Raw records
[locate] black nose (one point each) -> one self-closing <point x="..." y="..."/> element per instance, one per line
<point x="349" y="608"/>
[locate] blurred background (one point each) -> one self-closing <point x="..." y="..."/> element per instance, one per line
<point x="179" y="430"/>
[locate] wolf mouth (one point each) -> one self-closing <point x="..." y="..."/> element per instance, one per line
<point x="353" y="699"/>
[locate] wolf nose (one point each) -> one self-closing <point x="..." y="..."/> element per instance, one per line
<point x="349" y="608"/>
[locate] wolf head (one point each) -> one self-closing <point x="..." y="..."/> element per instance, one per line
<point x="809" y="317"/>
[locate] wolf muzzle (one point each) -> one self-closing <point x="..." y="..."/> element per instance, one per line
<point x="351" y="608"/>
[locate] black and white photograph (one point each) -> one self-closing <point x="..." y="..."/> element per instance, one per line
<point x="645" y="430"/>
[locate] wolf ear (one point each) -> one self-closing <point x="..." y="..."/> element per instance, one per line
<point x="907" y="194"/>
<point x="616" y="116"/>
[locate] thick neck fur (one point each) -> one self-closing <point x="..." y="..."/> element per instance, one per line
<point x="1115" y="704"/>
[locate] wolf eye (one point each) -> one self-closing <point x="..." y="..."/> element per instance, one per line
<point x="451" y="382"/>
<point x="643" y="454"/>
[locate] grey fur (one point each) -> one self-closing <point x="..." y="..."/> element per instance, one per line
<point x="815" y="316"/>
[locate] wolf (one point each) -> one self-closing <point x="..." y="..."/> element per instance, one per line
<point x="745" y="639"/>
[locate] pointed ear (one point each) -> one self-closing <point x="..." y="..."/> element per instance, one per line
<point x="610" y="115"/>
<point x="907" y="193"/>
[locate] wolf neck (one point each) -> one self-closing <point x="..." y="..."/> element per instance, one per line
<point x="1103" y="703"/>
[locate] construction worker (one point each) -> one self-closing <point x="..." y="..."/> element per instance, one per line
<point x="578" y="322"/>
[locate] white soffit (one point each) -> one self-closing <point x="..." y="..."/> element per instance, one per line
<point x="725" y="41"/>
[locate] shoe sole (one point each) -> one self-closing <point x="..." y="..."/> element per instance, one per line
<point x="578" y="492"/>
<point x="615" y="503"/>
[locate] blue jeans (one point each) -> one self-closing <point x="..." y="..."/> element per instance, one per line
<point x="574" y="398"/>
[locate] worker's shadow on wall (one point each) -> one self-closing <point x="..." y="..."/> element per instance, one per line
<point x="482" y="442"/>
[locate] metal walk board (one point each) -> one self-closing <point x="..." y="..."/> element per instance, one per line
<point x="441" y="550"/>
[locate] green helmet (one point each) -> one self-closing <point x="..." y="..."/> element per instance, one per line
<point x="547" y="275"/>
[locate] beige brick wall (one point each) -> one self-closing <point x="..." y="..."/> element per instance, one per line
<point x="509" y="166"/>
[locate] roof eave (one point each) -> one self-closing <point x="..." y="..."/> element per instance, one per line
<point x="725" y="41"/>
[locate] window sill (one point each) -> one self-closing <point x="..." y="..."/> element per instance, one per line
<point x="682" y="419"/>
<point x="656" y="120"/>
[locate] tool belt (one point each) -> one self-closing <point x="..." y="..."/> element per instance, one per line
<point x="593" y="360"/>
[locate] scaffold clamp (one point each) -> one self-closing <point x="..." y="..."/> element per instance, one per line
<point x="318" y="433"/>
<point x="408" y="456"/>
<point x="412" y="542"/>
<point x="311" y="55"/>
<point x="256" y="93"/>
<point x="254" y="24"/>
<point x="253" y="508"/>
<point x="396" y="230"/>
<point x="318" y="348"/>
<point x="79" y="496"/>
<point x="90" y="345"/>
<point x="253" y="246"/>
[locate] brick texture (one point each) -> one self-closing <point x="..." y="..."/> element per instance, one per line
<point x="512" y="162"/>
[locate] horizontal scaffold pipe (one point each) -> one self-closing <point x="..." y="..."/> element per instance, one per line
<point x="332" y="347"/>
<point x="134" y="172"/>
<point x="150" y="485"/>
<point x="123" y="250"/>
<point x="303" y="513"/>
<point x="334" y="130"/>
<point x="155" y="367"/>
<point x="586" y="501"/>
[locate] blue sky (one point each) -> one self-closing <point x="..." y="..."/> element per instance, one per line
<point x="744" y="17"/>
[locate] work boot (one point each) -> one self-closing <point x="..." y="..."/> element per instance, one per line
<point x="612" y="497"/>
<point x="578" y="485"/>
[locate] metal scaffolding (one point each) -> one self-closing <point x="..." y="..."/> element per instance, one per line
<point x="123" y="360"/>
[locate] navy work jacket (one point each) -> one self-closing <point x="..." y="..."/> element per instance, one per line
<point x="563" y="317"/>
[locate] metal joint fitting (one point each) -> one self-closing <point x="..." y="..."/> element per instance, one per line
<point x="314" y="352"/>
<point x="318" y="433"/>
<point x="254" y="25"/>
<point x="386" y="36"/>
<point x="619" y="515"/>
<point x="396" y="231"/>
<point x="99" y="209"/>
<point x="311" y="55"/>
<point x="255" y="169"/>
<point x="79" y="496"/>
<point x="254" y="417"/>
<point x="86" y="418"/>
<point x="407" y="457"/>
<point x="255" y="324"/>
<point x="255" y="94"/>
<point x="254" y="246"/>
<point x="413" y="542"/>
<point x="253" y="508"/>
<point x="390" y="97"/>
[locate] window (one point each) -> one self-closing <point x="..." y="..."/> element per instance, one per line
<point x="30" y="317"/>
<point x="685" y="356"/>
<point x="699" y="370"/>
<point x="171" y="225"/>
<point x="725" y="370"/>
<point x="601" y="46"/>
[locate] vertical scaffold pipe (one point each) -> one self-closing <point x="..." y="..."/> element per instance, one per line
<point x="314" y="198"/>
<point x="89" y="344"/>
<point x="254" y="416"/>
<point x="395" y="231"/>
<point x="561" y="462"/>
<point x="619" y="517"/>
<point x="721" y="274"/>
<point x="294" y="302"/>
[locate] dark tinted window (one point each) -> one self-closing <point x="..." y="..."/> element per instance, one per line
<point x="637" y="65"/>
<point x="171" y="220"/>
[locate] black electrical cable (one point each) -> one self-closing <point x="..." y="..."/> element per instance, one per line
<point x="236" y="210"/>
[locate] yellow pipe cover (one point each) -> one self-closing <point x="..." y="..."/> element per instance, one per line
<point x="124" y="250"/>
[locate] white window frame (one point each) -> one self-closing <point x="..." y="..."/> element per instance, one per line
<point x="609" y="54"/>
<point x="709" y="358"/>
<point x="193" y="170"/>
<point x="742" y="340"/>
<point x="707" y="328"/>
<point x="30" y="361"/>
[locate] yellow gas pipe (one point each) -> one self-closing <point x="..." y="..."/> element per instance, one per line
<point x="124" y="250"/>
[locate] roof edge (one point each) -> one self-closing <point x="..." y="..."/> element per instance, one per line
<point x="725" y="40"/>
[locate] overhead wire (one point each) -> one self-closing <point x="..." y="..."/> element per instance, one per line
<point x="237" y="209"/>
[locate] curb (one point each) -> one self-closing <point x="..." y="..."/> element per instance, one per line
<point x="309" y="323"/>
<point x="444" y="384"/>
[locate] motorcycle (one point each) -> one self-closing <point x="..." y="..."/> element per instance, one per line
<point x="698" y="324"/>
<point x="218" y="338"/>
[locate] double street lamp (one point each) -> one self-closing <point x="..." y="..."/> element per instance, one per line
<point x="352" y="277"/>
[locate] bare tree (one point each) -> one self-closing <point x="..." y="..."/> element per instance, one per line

*Goal*. Write out every entry above, word for word.

*Result of the task*.
[locate] black nose (one point each) -> one self-closing <point x="..." y="..."/> element per instance, one per line
<point x="349" y="608"/>
[locate] blurred background (one point each) -> one self-closing <point x="..." y="..."/> element per instance, one per line
<point x="179" y="430"/>
[locate] wolf mouth (one point each) -> one self-closing <point x="..." y="..."/> element per instance, one per line
<point x="353" y="699"/>
[locate] wolf nose (one point each) -> one self-closing <point x="..." y="..."/> element per instance, one per line
<point x="349" y="608"/>
[locate] wolf head (one point each) -> one self-closing <point x="..." y="..."/> element per instance, one per line
<point x="809" y="317"/>
[locate] wolf muzzle (one point each) -> one self-closing <point x="..." y="..."/> element per instance, one per line
<point x="351" y="608"/>
[locate] black and white photograph (one point each) -> one self-closing <point x="..." y="..."/> element per instance, one per line
<point x="645" y="430"/>
[locate] wolf ear (one point each) -> one self-closing <point x="..." y="..."/> element per instance, one per line
<point x="907" y="194"/>
<point x="616" y="116"/>
[locate] thick neck fur (one point each) -> one self-closing <point x="..." y="..."/> element per instance, one per line
<point x="1115" y="704"/>
[locate] wolf eye (one point each) -> one self-closing <point x="..." y="..."/> element per instance, one per line
<point x="451" y="382"/>
<point x="643" y="454"/>
[locate] grey fur (one point each) -> one self-closing <point x="..." y="..."/> element per instance, one per line
<point x="815" y="316"/>
[locate] wolf (one point each) -> one self-closing <point x="..." y="..."/> element per instance, one per line
<point x="745" y="639"/>
[locate] pointed ear (one point each) -> one self-closing <point x="..." y="..."/> element per instance, one per line
<point x="610" y="115"/>
<point x="907" y="193"/>
[locate] wolf neck (one point each) -> one self-closing <point x="..." y="..."/> element per instance, one per line
<point x="1103" y="703"/>
[locate] construction worker (one point each) -> one self-closing <point x="..." y="..."/> element per instance, one per line
<point x="578" y="322"/>
[locate] white soffit (one point each) -> one self-closing <point x="..." y="..."/> element per instance, one per line
<point x="725" y="41"/>
[locate] shoe sole (one point each) -> one self-closing <point x="..." y="..."/> element per instance, one per line
<point x="578" y="492"/>
<point x="615" y="503"/>
[locate] blue jeans (one point each) -> one self-closing <point x="..." y="..."/> element per instance, one per line
<point x="574" y="398"/>
[locate] worker's shadow on wall (one point each) -> one self-closing <point x="..." y="..."/> element per instance, one per line
<point x="482" y="442"/>
[locate] metal walk board (one point each) -> one self-closing <point x="..." y="..."/> element per instance, one per line
<point x="441" y="550"/>
[locate] green helmet (one point each) -> one self-closing <point x="..." y="..."/> element per instance, one per line
<point x="547" y="275"/>
[locate] beige brick wall (one point each) -> one self-closing <point x="..." y="..."/> element per instance, one per line
<point x="509" y="166"/>
[locate] roof eave (one point each) -> one self-closing <point x="..." y="..."/> element per instance, one per line
<point x="725" y="41"/>
[locate] window sill (one point each) -> one self-closing <point x="..." y="..."/> element per instance, one per line
<point x="682" y="419"/>
<point x="656" y="120"/>
[locate] tool belt (one point each) -> one self-closing <point x="..." y="..."/> element per instance, one per line
<point x="593" y="360"/>
[locate] scaffold clamp (one point each) -> one self-closing <point x="..." y="..."/> element per instance, one per line
<point x="318" y="433"/>
<point x="408" y="456"/>
<point x="412" y="542"/>
<point x="311" y="55"/>
<point x="256" y="93"/>
<point x="254" y="24"/>
<point x="253" y="508"/>
<point x="396" y="230"/>
<point x="318" y="348"/>
<point x="79" y="496"/>
<point x="90" y="345"/>
<point x="253" y="246"/>
[locate] brick texture (one point each) -> one self-closing <point x="..." y="..."/> element per instance, one per line
<point x="512" y="162"/>
[locate] horizontal scaffold pipe (one point each) -> one self-closing <point x="..." y="..."/> element per instance, one per line
<point x="332" y="347"/>
<point x="134" y="172"/>
<point x="150" y="485"/>
<point x="123" y="250"/>
<point x="303" y="513"/>
<point x="334" y="130"/>
<point x="155" y="367"/>
<point x="586" y="501"/>
[locate] blue sky (one point each) -> one self-closing <point x="..." y="..."/> element per instance, one per line
<point x="744" y="17"/>
[locate] work boot (one point each) -> one self-closing <point x="..." y="..."/> element per instance, one per line
<point x="612" y="497"/>
<point x="578" y="485"/>
[locate] metal scaffolding (one point each) -> one self-closing <point x="..." y="..."/> element per instance, one per line
<point x="123" y="360"/>
[locate] navy work jacket (one point each) -> one self-closing <point x="..." y="..."/> element per instance, one per line
<point x="563" y="317"/>
[locate] metal joint fitting (one point each) -> one self-closing <point x="..." y="..."/> element per instance, one per line
<point x="314" y="352"/>
<point x="318" y="433"/>
<point x="254" y="25"/>
<point x="386" y="36"/>
<point x="619" y="515"/>
<point x="396" y="231"/>
<point x="99" y="209"/>
<point x="311" y="55"/>
<point x="255" y="169"/>
<point x="79" y="496"/>
<point x="254" y="417"/>
<point x="86" y="418"/>
<point x="407" y="457"/>
<point x="255" y="324"/>
<point x="255" y="94"/>
<point x="254" y="246"/>
<point x="413" y="542"/>
<point x="253" y="508"/>
<point x="390" y="97"/>
[locate] window (one point each) -> one self-closing <point x="..." y="..."/> element per instance, one per line
<point x="30" y="317"/>
<point x="685" y="356"/>
<point x="699" y="370"/>
<point x="171" y="225"/>
<point x="725" y="370"/>
<point x="601" y="46"/>
[locate] vertical scaffold pipe (one point each) -> one self-closing <point x="..." y="..."/> element per instance, one per line
<point x="314" y="198"/>
<point x="89" y="344"/>
<point x="254" y="416"/>
<point x="395" y="231"/>
<point x="561" y="462"/>
<point x="619" y="517"/>
<point x="721" y="274"/>
<point x="294" y="302"/>
[locate] dark tinted window (one point each) -> one self-closing <point x="..." y="..."/> element per instance, one per line
<point x="637" y="65"/>
<point x="171" y="220"/>
[locate] black electrical cable (one point each) -> one self-closing <point x="..." y="..."/> element per instance, one per line
<point x="236" y="210"/>
[locate] yellow pipe cover (one point each) -> one self-closing <point x="..." y="..."/> element per instance, one per line
<point x="124" y="250"/>
[locate] white window frame (one point each) -> one self-closing <point x="..." y="..."/> element per instance, one per line
<point x="609" y="54"/>
<point x="709" y="358"/>
<point x="193" y="170"/>
<point x="742" y="340"/>
<point x="707" y="328"/>
<point x="30" y="361"/>
[locate] yellow gas pipe (one point each) -> one self-closing <point x="..." y="..."/> element per instance, one per line
<point x="124" y="250"/>
[locate] roof edge (one point each) -> one self-closing <point x="..." y="..."/> element per instance, one per line
<point x="725" y="40"/>
[locate] overhead wire (one point each) -> one self-closing <point x="..." y="..."/> element per instance, one per line
<point x="237" y="209"/>
[locate] curb (one point each) -> one self-closing <point x="..." y="..."/> element per instance, one per line
<point x="309" y="323"/>
<point x="444" y="384"/>
[locate] motorcycle (one point each) -> one self-closing <point x="..." y="..."/> element per instance, one per line
<point x="698" y="324"/>
<point x="218" y="338"/>
[locate] double street lamp (one point each) -> one self-closing <point x="..." y="..."/> element per instance, one per line
<point x="352" y="277"/>
[locate] bare tree (one point each) -> one self-closing <point x="..." y="..."/> element per instance, one per line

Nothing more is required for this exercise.